» Task goal
Count the lines in the items below that contain the string "white". Return only the number.

» Supplied data
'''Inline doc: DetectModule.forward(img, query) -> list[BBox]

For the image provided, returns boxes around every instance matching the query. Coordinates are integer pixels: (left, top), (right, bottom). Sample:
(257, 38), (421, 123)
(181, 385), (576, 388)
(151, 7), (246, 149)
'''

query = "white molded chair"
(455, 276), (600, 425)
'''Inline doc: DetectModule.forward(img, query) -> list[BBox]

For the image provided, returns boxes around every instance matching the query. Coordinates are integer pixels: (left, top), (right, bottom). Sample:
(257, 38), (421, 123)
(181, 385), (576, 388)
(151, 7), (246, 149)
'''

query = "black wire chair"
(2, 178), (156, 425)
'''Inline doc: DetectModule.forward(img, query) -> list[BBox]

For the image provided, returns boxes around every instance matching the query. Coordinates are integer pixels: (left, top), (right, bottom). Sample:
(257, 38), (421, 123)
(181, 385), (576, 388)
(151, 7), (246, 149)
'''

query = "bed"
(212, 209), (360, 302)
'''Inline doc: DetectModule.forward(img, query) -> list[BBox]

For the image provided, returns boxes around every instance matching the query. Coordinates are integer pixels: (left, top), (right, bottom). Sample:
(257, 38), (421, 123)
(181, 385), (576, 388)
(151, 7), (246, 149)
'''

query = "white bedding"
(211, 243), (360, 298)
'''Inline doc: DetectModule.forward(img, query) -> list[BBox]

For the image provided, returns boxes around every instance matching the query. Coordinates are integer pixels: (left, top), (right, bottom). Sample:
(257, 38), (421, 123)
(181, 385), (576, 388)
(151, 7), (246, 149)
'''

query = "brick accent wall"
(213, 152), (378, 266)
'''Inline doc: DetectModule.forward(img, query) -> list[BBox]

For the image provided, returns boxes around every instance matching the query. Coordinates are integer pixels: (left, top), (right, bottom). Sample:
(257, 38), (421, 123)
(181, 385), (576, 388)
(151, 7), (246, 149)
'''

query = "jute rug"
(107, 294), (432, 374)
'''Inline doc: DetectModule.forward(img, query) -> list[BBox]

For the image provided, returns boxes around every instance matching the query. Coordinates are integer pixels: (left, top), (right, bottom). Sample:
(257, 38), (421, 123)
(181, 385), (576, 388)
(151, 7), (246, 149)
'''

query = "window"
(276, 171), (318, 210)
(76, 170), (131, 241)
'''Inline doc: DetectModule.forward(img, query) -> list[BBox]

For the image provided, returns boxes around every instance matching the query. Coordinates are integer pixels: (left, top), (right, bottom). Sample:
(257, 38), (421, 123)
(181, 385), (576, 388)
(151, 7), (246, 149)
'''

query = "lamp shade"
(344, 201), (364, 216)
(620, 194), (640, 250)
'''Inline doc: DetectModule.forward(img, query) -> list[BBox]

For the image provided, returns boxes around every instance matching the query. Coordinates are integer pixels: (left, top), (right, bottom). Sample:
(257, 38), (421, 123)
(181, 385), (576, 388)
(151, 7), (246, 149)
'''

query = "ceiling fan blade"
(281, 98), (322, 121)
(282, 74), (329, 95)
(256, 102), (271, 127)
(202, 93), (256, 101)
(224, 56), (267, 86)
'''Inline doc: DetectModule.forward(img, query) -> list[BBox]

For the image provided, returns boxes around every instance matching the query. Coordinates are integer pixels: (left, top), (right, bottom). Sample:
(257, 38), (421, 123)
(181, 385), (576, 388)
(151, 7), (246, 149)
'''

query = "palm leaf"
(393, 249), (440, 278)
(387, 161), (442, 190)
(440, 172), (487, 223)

» Answer to the problem
2